- Quoted text -

______

We continue this week in central Greece. Edlumino qualified teachers are working in a camp with a Yazidi community. The Yazidi people have suffered very considerably as they are not Muslim and so have been targeted particularly harshly by Daesh (ISIS). 

 

There are about 100 school age children in the camp and they are our immediate focus for education. It is extremely difficult to run educational programmes in a refugee camp unless there is a simultaneous and co-extensive provision for non school age children. This was a problem in France and is already apparent as a problem here in Greece. In order to get a sharp distinction between 6 and 7 year olds for school, we need an alternative provision for the 3, 4 and 5 year olds. Otherwise what ends up happening is that the pre-school children undermine education. When that happens, despite the best intentions of a teacher, an educational class can rapidly degenerate into child minding activities. Similarly we are often unable to recruit teenage girls consistently into classes unless there is an alternative provision for the babies and toddlers which they are otherwise looking after. 

 

Edlumino does not try to run pre-school activities. We are qualified teachers providing teaching and so we always try to work with other organisations which can provide the essential childrens’ activities which enable us to then focus on providing education.

______

- Information supplied -
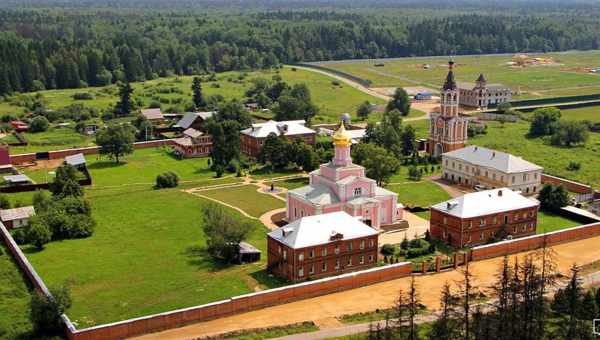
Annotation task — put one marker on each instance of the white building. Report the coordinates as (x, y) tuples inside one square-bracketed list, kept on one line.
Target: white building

______

- Short exercise -
Reproduce the entire passage above about Edlumino's teaching work in the Yazidi camp in central Greece, word for word.

- Exercise result -
We continue this week in central Greece. Edlumino qualified teachers are working in a camp with a Yazidi community. The Yazidi people have suffered very considerably as they are not Muslim and so have been targeted particularly harshly by Daesh (ISIS). 

 

There are about 100 school age children in the camp and they are our immediate focus for education. It is extremely difficult to run educational programmes in a refugee camp unless there is a simultaneous and co-extensive provision for non school age children. This was a problem in France and is already apparent as a problem here in Greece. In order to get a sharp distinction between 6 and 7 year olds for school, we need an alternative provision for the 3, 4 and 5 year olds. Otherwise what ends up happening is that the pre-school children undermine education. When that happens, despite the best intentions of a teacher, an educational class can rapidly degenerate into child minding activities. Similarly we are often unable to recruit teenage girls consistently into classes unless there is an alternative provision for the babies and toddlers which they are otherwise looking after. 

 

Edlumino does not try to run pre-school activities. We are qualified teachers providing teaching and so we always try to work with other organisations which can provide the essential childrens’ activities which enable us to then focus on providing education.